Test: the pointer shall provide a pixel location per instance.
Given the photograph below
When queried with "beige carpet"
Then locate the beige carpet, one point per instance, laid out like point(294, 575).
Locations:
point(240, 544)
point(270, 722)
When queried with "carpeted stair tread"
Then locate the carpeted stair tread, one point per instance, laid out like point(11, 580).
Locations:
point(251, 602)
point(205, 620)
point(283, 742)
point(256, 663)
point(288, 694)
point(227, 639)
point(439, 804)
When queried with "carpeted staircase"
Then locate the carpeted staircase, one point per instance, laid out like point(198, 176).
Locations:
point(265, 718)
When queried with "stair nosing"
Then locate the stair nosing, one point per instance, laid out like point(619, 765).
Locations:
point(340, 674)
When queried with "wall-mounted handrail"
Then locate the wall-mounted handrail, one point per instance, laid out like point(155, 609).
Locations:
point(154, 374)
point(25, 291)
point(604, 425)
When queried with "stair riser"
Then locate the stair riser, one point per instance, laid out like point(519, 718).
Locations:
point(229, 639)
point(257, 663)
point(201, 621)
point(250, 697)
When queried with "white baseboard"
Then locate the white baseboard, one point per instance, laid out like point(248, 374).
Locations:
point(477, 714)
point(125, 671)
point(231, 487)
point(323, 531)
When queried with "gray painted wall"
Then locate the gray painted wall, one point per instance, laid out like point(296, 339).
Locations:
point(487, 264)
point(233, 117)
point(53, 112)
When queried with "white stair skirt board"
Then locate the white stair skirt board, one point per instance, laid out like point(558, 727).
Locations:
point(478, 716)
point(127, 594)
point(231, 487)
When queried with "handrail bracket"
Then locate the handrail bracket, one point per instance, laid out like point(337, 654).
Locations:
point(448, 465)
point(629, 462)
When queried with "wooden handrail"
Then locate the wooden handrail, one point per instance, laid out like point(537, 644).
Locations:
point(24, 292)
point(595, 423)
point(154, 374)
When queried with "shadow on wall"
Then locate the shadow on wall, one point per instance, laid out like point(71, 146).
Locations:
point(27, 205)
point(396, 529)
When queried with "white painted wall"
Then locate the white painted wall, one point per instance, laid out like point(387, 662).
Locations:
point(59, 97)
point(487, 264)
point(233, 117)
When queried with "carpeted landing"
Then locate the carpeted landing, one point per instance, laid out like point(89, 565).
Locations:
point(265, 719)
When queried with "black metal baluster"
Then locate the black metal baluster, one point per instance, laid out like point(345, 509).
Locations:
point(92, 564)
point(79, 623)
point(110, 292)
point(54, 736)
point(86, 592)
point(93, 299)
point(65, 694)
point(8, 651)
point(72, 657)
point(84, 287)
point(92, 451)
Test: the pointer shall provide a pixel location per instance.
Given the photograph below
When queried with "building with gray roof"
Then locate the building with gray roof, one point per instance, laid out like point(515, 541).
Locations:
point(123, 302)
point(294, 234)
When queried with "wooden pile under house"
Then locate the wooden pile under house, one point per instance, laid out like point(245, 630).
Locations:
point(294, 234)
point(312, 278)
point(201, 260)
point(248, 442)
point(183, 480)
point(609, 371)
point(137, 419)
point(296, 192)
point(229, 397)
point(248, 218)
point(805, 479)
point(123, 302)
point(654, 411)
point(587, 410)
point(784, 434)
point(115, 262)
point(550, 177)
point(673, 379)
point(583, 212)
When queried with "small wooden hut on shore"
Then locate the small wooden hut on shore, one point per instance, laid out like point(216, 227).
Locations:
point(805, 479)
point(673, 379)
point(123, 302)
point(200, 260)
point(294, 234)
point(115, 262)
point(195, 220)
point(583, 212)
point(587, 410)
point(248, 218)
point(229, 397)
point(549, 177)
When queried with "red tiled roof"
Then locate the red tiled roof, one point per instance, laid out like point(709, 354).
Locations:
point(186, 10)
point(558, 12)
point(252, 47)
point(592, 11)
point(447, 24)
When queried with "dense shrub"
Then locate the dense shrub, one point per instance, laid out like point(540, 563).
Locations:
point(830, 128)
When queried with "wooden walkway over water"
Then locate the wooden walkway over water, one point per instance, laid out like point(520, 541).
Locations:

Required task
Copy all of the records above verbatim, line for line.

The answer
Test: the pointer shall provide a pixel location per instance.
Given the photograph below
When queried with "beige carpet"
Then locate the beige carpet, one point per instance, laid out like point(294, 575).
Locations:
point(240, 544)
point(270, 722)
When queried with "carpeted stair tread"
Then locate the carpeted stair tread, one point per instance, laid out like point(11, 580).
Locations:
point(251, 602)
point(205, 620)
point(283, 742)
point(256, 663)
point(288, 694)
point(227, 639)
point(439, 804)
When queried with "carpeted staircase"
Then locate the carpeted staircase, one point per instance, laid out like point(198, 176).
Locations:
point(265, 718)
When queried with "stair nosing"
Then locate the stair nosing, one point per instance, laid out like point(619, 765).
Locations:
point(340, 674)
When queried with "wall-mounted handrail"
Then locate the wall-mounted handrail, one point per instance, laid out like point(155, 609).
Locations:
point(154, 374)
point(25, 291)
point(604, 425)
When queried with "stair riser"
Then locate the stair riser, one point per instance, laid out like point(519, 718).
Locations:
point(229, 639)
point(257, 663)
point(201, 621)
point(250, 697)
When queried with "white baseboard"
Then locate the white baseboard, one point per instance, laid out like point(248, 374).
Locations:
point(477, 714)
point(125, 671)
point(231, 487)
point(323, 531)
When queried with "gray painted wall"
Then locate the gray painted wall, one point per instance, laid out like point(296, 339).
Locations:
point(487, 264)
point(233, 117)
point(53, 112)
When queried with "white stair skirt board"
Then locate the white stair skirt board, one point per instance, laid out like point(558, 727).
Locations:
point(478, 716)
point(127, 594)
point(231, 487)
When queried with "handrail bracket"
Then locate the handrail bracket, one point per instance, laid out like point(337, 654).
Locations:
point(448, 465)
point(629, 462)
When queried with "wooden handrail"
Then locate the wooden handrail, one point per instance, laid out like point(537, 644).
Locations:
point(24, 292)
point(595, 423)
point(154, 374)
When queried with "shadow on wall"
Then locate the shadow on wall, one point per instance, laid out like point(71, 146).
Locations:
point(27, 205)
point(396, 529)
When queried with "white painted wall"
Then locate the white painted wall, one point per instance, laid out like point(387, 662).
Locations:
point(59, 97)
point(487, 264)
point(233, 117)
When queried with "carpeted landing"
Then locate the carpeted landing, one point per instance, laid out like point(89, 565).
Locations:
point(265, 719)
When queried with "black metal baluster"
Then locate the black metal baluster, one point per instance, laid out like point(345, 509).
Locations:
point(92, 564)
point(79, 623)
point(110, 292)
point(54, 736)
point(86, 592)
point(93, 299)
point(65, 694)
point(8, 651)
point(72, 657)
point(84, 287)
point(92, 451)
Test: the pointer shall provide a pixel location per instance.
Given the photograph below
When queried with "building with gray roof"
Then locate the building with gray roof, one point per instance, laid out like point(515, 541).
Locations:
point(123, 302)
point(294, 234)
When queried with "wooden pile under house"
Then locate the wooden pile under house, one point per instance, laid out like point(245, 630).
Locations:
point(294, 234)
point(312, 278)
point(201, 260)
point(248, 442)
point(183, 480)
point(609, 371)
point(137, 419)
point(296, 192)
point(229, 397)
point(248, 218)
point(805, 479)
point(123, 302)
point(654, 411)
point(587, 410)
point(784, 434)
point(115, 262)
point(550, 177)
point(673, 379)
point(583, 212)
When queried with "small wooden hut on shore"
Then locate the small wooden hut on shore, one point per instance, laid out like point(216, 227).
Locations:
point(805, 479)
point(673, 379)
point(123, 302)
point(200, 260)
point(294, 234)
point(115, 262)
point(195, 220)
point(583, 212)
point(587, 410)
point(248, 218)
point(229, 397)
point(549, 177)
When queried with "red tiled roof"
Then locate the red tiled roof, one point per instance, laid out like point(709, 354).
Locations:
point(186, 10)
point(558, 12)
point(252, 47)
point(592, 11)
point(447, 24)
When queried with "dense shrub"
Then locate the dense shrub, one point per instance, laid out like point(540, 563).
Locations:
point(830, 128)
When queried with "wooden walkway over water"
Then locate the wooden walkway over water, one point per instance, laid out like point(520, 541).
Locations:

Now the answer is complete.